Gather each line below that contains the word "instance".

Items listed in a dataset

[BEGIN]

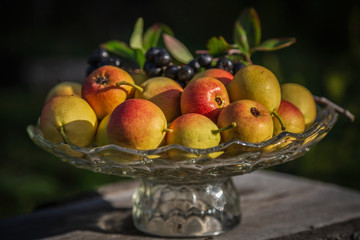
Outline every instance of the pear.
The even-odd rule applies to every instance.
[[[281,99],[294,104],[304,115],[305,128],[309,128],[316,118],[316,103],[311,92],[297,83],[281,85]]]
[[[74,95],[81,97],[81,84],[78,82],[61,82],[50,89],[46,95],[45,102],[53,97],[63,95]]]
[[[172,122],[181,115],[180,94],[183,88],[176,81],[167,77],[153,77],[139,85],[119,82],[118,86],[131,85],[135,88],[135,98],[149,100],[165,114],[166,121]]]
[[[287,132],[302,133],[305,130],[305,119],[301,111],[292,103],[281,100],[280,107],[277,113],[284,121]],[[279,120],[273,116],[274,122],[274,136],[281,133],[281,124]]]
[[[199,113],[187,113],[176,118],[169,126],[170,131],[166,134],[166,144],[180,144],[189,148],[210,148],[220,143],[221,131],[234,127],[232,124],[224,129]],[[209,157],[217,157],[222,152],[211,153]],[[185,160],[199,157],[194,153],[178,149],[169,150],[169,157],[175,160]]]
[[[280,84],[265,67],[248,65],[240,69],[227,85],[231,102],[250,99],[263,105],[270,113],[280,106]]]
[[[225,86],[228,85],[231,80],[234,78],[234,76],[224,70],[224,69],[220,69],[220,68],[209,68],[206,69],[203,72],[197,73],[192,79],[191,81],[201,78],[201,77],[212,77],[212,78],[216,78],[217,80],[219,80],[220,82],[222,82]]]
[[[225,85],[212,77],[190,81],[181,94],[181,113],[199,113],[214,123],[224,107],[230,103]]]
[[[232,122],[236,127],[221,132],[222,141],[238,139],[244,142],[260,143],[273,136],[273,120],[269,111],[260,103],[244,99],[230,103],[220,113],[217,125],[219,128]],[[228,148],[229,152],[242,151],[237,145]]]
[[[92,143],[97,125],[96,114],[84,99],[58,96],[44,105],[39,126],[44,138],[51,142],[65,140],[84,147]]]
[[[95,69],[83,82],[81,97],[94,109],[98,119],[103,119],[114,108],[126,99],[132,98],[134,88],[131,86],[117,86],[117,82],[134,83],[125,70],[105,65]]]
[[[146,99],[132,98],[119,104],[110,114],[106,133],[109,143],[132,149],[154,149],[167,131],[164,113]]]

[END]

**SOLUTION**
Outline every instance of the pear.
The even-odd rule applies to every instance.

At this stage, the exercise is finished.